[REQUIREMENTS]: Starting at the line that contains "I need to find the horizontal" and ending with the final line, render those lines as a JSON list of strings, one string per line, skipping any blank lines.
━━━ INPUT MATERIAL
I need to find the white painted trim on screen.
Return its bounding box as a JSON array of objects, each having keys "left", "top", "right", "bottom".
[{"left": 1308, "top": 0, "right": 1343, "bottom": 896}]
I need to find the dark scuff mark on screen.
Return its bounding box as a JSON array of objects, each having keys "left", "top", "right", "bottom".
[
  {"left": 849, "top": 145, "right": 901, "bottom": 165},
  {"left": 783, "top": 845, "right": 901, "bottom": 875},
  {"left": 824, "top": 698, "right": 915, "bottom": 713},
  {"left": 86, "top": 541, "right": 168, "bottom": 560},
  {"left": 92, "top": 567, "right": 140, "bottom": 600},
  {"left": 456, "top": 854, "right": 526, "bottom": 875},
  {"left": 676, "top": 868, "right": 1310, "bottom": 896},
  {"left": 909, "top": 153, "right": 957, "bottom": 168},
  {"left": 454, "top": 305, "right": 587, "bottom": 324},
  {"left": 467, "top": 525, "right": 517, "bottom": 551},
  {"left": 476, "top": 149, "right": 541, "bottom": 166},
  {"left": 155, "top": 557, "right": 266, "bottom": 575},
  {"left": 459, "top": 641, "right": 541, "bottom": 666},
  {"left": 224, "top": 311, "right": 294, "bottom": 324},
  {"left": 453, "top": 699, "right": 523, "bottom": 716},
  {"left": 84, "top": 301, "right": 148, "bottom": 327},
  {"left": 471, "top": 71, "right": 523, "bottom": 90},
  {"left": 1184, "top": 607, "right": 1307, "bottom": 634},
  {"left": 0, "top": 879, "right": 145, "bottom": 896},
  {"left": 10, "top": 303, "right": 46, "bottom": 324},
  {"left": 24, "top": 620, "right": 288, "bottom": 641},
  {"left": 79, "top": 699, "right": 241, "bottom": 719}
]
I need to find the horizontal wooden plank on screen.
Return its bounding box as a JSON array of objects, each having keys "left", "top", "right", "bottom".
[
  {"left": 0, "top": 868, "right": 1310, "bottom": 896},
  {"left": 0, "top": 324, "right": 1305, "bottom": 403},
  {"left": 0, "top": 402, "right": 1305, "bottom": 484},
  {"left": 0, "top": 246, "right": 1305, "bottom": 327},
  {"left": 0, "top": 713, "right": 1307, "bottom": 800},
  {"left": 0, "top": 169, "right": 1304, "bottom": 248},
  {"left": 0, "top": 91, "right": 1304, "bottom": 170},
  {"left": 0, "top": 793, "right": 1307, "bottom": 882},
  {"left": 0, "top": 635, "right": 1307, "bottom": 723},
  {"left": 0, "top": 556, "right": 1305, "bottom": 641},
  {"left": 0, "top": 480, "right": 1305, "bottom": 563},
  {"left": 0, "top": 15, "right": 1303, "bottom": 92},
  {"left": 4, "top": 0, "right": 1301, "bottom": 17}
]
━━━━━━
[RESULT]:
[
  "I need to find the horizontal wooden plank on screen.",
  "Return its bounding box as a JSON array of objects, each having keys \"left\", \"top\", \"right\", \"bottom\".",
  "[",
  "  {\"left\": 0, \"top\": 868, \"right\": 1310, \"bottom\": 896},",
  "  {\"left\": 0, \"top\": 324, \"right\": 1305, \"bottom\": 403},",
  "  {\"left\": 0, \"top\": 402, \"right\": 1305, \"bottom\": 484},",
  "  {\"left\": 0, \"top\": 246, \"right\": 1305, \"bottom\": 327},",
  "  {\"left\": 0, \"top\": 713, \"right\": 1307, \"bottom\": 800},",
  "  {\"left\": 0, \"top\": 169, \"right\": 1304, \"bottom\": 248},",
  "  {\"left\": 0, \"top\": 91, \"right\": 1304, \"bottom\": 170},",
  "  {\"left\": 0, \"top\": 793, \"right\": 1307, \"bottom\": 882},",
  "  {\"left\": 0, \"top\": 635, \"right\": 1307, \"bottom\": 723},",
  "  {\"left\": 0, \"top\": 556, \"right\": 1305, \"bottom\": 641},",
  "  {\"left\": 0, \"top\": 480, \"right\": 1305, \"bottom\": 563},",
  "  {\"left\": 0, \"top\": 15, \"right\": 1303, \"bottom\": 92},",
  "  {\"left\": 4, \"top\": 0, \"right\": 1301, \"bottom\": 17}",
  "]"
]